» Labeled-object pointing entries
▬▬▬

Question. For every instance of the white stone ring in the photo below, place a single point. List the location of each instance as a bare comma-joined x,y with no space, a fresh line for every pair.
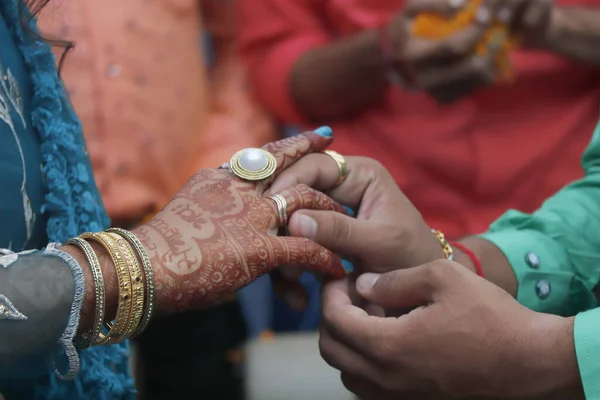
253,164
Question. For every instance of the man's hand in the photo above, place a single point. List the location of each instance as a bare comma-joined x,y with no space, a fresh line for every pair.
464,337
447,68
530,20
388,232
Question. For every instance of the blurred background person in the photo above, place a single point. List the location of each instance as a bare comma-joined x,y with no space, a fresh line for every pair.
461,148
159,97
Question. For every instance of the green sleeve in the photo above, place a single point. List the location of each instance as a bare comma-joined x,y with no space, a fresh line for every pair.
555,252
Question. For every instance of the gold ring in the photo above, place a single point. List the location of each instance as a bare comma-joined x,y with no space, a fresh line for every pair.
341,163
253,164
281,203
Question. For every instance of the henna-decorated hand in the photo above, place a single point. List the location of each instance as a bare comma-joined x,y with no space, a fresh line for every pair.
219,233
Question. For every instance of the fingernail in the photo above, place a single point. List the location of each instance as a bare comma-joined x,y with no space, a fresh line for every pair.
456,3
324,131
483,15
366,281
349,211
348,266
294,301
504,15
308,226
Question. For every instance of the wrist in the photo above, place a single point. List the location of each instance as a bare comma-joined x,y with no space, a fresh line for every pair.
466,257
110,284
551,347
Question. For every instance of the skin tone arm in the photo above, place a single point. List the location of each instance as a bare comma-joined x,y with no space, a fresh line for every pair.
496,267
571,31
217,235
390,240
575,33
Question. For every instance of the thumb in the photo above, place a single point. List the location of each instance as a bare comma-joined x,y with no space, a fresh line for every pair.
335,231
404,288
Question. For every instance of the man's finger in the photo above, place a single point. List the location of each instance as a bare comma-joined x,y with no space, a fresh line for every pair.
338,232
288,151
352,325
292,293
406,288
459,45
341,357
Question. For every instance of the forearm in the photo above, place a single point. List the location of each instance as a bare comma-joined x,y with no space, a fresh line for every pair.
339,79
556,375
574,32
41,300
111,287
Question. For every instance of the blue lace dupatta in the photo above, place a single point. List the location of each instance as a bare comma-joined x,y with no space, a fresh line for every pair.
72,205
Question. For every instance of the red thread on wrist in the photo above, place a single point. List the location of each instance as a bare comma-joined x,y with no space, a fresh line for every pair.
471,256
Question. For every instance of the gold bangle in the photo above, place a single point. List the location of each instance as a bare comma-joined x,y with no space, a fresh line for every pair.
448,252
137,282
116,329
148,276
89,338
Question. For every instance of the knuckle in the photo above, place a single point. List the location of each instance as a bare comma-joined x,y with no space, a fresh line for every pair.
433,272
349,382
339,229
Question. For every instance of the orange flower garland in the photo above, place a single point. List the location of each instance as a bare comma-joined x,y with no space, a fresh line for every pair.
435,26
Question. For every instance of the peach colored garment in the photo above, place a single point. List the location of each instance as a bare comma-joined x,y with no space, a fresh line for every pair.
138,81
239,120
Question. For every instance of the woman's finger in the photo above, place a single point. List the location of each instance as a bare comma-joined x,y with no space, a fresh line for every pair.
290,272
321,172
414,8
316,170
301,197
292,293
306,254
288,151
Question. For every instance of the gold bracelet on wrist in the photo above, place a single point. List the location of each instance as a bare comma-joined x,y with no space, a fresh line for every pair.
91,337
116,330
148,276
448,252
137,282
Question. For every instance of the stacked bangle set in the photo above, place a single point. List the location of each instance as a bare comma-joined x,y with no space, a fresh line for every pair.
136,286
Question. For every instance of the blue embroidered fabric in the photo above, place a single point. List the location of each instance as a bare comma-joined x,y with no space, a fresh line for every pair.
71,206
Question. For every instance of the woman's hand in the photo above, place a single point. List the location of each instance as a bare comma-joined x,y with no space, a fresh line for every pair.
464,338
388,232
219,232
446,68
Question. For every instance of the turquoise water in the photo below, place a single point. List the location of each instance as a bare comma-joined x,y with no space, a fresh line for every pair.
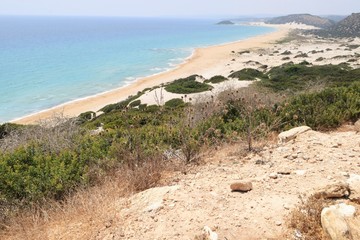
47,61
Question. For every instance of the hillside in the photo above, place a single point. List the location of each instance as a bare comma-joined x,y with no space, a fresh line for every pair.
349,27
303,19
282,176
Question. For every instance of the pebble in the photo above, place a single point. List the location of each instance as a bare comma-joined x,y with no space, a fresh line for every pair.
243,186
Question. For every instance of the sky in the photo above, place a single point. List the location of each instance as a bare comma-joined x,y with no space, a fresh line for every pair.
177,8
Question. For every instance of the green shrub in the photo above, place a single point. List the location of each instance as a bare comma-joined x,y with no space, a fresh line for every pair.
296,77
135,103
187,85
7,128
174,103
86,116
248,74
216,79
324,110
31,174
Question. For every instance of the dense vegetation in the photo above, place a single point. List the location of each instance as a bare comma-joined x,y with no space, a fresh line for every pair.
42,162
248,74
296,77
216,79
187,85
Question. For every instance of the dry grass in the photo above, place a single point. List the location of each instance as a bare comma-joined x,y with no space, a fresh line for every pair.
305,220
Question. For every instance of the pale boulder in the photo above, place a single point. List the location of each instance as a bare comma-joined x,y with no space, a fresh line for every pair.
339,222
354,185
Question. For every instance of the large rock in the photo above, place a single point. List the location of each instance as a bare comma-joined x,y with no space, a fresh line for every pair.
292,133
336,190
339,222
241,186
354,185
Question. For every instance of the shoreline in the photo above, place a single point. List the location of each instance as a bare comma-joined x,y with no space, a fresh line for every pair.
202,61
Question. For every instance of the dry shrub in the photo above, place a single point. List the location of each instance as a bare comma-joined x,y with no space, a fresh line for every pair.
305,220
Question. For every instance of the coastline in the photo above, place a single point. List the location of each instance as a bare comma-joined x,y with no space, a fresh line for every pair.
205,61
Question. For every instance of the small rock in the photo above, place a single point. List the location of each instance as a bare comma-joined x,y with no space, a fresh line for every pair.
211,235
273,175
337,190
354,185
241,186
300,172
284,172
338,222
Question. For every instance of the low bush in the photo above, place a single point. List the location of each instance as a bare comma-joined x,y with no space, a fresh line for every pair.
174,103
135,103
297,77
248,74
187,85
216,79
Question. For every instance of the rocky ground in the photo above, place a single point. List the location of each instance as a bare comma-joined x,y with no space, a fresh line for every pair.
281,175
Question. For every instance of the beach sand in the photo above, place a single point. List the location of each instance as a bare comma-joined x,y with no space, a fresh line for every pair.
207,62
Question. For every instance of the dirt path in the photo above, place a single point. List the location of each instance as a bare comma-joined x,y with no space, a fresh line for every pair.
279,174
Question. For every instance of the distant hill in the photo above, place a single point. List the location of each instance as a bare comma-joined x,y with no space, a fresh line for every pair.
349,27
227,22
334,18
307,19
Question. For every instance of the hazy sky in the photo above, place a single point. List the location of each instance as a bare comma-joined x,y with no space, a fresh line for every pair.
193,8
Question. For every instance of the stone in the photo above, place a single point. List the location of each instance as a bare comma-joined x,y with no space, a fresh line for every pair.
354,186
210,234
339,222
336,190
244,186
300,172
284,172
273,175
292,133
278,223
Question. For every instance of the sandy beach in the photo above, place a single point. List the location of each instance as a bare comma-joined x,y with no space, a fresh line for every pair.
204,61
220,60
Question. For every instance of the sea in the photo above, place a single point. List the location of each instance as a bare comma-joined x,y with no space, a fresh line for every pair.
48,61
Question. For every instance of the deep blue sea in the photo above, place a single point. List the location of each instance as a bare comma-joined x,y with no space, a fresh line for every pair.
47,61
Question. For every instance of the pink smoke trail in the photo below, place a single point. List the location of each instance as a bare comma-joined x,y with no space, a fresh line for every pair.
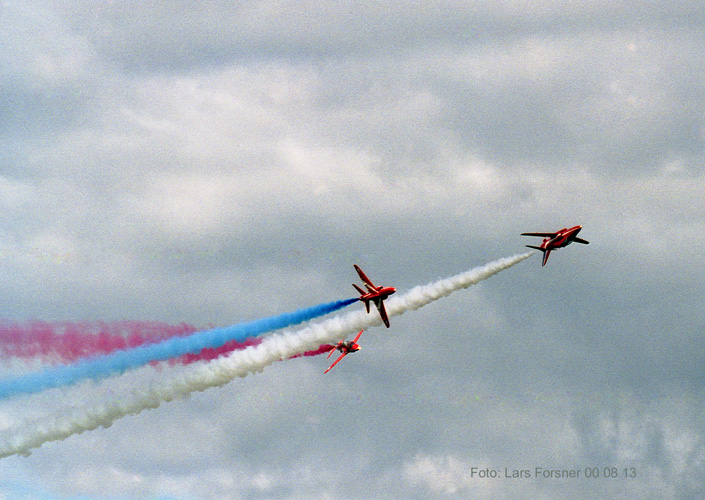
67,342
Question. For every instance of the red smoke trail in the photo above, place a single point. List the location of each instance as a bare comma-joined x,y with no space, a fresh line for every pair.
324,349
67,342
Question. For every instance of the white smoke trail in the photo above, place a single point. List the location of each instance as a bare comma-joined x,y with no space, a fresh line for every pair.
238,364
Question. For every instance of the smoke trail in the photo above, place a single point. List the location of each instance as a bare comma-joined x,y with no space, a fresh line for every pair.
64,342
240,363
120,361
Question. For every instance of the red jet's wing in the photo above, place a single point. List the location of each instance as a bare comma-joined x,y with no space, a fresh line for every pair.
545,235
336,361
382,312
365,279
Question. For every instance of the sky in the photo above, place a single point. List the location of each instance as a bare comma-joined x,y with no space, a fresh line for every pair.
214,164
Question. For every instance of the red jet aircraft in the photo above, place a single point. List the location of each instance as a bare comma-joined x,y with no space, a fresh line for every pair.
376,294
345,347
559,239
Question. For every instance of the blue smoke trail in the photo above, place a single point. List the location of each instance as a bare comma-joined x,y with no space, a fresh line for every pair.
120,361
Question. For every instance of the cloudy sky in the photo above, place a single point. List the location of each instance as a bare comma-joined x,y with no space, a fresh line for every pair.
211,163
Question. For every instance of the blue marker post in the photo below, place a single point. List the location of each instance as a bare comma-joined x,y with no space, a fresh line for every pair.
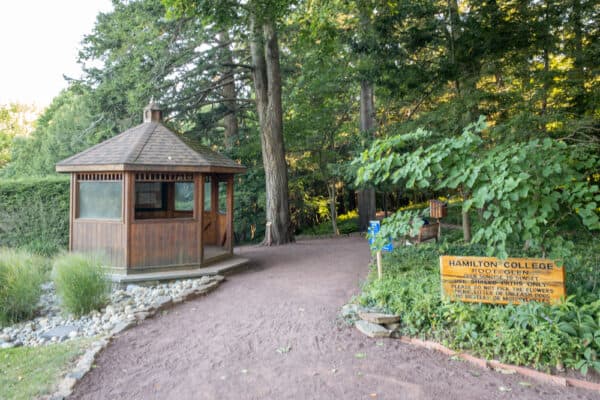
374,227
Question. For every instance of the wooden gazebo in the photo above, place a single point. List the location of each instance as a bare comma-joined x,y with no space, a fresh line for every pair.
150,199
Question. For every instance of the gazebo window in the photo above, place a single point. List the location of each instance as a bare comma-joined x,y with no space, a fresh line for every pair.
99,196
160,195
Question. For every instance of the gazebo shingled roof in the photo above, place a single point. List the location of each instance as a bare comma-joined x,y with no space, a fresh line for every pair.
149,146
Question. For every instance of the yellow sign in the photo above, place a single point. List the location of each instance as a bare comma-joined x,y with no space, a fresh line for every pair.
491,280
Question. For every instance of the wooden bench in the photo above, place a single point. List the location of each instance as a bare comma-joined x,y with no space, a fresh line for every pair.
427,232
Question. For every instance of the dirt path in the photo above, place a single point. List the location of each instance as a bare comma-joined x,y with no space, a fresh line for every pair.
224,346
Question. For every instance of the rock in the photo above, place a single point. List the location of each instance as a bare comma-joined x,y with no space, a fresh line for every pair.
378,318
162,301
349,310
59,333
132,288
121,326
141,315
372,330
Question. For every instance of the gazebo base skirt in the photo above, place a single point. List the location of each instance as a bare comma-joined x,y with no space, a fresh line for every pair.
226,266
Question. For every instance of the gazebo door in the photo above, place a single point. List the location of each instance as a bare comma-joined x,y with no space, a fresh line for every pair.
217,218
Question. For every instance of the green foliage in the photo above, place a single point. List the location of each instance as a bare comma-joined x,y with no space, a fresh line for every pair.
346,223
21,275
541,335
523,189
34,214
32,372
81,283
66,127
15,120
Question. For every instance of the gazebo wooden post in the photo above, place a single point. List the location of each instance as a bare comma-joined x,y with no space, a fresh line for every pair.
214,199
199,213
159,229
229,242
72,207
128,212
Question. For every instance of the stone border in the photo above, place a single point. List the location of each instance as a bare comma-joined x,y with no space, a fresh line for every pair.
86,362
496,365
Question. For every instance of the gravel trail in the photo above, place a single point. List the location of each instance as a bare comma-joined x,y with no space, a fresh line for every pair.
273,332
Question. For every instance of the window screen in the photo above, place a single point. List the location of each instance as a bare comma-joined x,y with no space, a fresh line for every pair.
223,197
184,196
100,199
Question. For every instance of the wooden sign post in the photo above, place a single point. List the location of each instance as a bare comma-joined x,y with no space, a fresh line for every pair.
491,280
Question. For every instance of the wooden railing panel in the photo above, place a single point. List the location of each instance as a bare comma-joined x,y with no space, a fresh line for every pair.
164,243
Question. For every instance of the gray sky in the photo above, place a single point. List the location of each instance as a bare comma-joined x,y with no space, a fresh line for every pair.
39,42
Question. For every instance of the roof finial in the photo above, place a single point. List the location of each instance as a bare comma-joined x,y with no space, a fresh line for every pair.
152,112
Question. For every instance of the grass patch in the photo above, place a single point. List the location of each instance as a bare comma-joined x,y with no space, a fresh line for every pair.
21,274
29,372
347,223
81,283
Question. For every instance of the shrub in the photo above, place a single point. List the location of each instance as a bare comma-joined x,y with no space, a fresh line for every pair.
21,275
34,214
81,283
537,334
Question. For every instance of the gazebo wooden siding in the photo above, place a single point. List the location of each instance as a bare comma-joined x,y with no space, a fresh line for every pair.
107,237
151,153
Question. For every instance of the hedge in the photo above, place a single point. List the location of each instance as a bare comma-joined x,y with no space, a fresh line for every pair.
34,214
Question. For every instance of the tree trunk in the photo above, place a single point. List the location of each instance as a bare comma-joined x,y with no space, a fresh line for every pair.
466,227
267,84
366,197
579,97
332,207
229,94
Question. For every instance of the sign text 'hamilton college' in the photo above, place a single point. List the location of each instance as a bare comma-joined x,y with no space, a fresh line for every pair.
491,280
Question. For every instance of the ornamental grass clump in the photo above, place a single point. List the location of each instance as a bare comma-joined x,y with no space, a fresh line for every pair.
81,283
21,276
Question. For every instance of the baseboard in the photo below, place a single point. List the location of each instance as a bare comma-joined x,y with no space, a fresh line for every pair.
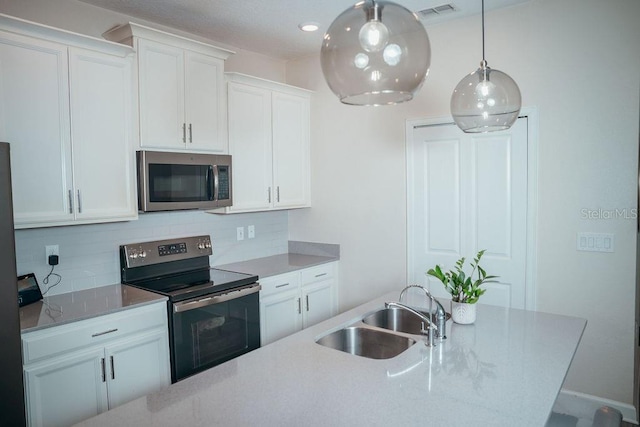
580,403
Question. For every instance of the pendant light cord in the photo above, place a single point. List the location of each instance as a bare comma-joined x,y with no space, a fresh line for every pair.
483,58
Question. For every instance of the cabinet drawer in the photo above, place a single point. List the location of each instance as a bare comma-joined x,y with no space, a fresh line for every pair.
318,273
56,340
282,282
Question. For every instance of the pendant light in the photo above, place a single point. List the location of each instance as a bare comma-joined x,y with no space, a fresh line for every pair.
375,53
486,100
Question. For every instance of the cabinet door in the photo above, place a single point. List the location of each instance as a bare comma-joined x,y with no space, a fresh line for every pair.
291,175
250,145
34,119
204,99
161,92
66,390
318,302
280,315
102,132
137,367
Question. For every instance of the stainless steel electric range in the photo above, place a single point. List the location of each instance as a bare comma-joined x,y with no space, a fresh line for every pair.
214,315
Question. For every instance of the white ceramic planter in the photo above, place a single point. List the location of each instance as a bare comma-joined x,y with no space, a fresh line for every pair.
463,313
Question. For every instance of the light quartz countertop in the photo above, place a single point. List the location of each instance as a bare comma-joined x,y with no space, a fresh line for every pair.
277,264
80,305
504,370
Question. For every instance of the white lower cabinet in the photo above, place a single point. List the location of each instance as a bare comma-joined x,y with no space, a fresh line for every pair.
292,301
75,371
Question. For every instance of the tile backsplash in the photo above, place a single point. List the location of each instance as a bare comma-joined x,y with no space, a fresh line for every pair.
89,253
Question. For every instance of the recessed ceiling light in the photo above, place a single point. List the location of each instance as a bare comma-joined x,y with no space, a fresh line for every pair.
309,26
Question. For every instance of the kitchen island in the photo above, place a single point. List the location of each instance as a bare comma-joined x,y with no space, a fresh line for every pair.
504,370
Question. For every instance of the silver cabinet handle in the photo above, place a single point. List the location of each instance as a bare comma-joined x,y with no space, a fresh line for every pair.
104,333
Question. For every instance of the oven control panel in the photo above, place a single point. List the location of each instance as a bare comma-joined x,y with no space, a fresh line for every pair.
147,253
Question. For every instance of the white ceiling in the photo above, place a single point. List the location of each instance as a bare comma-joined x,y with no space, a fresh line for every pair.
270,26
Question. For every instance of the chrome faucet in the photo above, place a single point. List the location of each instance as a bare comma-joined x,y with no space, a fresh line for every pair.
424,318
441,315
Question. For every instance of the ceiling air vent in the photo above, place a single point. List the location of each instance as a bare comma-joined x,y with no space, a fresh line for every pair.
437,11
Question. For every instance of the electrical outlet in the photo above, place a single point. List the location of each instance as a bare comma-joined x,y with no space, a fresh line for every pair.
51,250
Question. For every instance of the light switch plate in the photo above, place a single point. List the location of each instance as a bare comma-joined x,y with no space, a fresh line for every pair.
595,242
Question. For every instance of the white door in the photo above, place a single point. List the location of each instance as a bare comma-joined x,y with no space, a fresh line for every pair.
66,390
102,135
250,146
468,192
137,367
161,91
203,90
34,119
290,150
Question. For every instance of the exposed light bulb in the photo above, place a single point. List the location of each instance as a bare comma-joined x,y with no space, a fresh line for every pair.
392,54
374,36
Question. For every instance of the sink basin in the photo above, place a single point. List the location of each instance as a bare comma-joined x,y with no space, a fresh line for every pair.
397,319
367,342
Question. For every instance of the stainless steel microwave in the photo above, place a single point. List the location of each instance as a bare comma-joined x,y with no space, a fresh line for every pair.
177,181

▬▬▬

» GOAL
Repeat only the lines from the one holding "Question. For every instance of the electrical" through the last line of the data.

» EXERCISE RESPONSE
Question. For every instance of the electrical outlet in the photo above, place a single point. List the location of each instance as a bare comma-joined x,y with no space, a fresh line for every pair.
51,250
Question. For every instance of the light switch plate in the photo above, place a single point. List the location of each instance as a bare comma-joined x,y with no space, a fresh line for every pair.
595,242
Question. For every instance of the white door in the photo above, place a single point. List the location of each instance as a bare comma-joined x,y with no space, a fresh line for every pair.
66,390
102,135
250,146
468,192
137,367
161,91
203,90
34,119
290,150
Question. For every instance of the exposed light bulb in the photo above, place a single point. List the location of each instance as a bare comma-joined x,y with no space, a fresh line for every pair.
392,54
374,36
Question. For every instance of the sink basin in the photo above, place a single point. List the location of each instance as a bare comma-joined x,y with no space, a fresh line for every pair.
397,319
367,342
Question. For every instance of the stainless steel microwave in the photo above, place a single point. List the location of each instance as a bare comma-joined x,y with no space, a fresh line for every pair.
177,181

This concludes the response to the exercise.